─── Listed entries
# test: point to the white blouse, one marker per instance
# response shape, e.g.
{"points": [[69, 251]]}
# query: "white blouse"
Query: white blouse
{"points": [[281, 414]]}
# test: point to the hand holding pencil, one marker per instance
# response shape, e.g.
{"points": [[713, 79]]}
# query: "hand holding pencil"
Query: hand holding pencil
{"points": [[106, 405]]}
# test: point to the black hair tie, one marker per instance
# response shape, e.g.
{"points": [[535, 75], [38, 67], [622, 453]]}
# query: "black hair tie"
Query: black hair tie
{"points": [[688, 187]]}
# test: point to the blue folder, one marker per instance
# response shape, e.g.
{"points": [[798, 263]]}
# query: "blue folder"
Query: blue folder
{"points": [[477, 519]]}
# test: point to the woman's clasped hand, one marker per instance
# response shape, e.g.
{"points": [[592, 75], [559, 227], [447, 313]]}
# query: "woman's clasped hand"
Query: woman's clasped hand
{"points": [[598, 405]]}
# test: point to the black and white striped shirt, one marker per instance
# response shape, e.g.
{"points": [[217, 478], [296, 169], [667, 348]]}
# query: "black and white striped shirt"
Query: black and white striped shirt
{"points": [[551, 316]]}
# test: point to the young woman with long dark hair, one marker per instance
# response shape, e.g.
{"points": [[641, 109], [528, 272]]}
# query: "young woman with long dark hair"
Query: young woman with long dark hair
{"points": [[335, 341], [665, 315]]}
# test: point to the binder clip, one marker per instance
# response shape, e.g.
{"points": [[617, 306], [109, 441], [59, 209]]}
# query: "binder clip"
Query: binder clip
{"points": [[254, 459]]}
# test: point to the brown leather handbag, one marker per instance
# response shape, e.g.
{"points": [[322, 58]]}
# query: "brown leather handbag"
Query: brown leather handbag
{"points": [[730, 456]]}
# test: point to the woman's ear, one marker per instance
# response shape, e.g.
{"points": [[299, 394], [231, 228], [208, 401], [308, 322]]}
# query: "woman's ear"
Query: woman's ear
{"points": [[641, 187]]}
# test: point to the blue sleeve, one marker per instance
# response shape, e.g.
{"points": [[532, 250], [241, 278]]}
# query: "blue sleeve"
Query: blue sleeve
──────
§ Directions
Please give the number of lines in the material above that contain the string "instance", and nothing else.

§ Written answer
11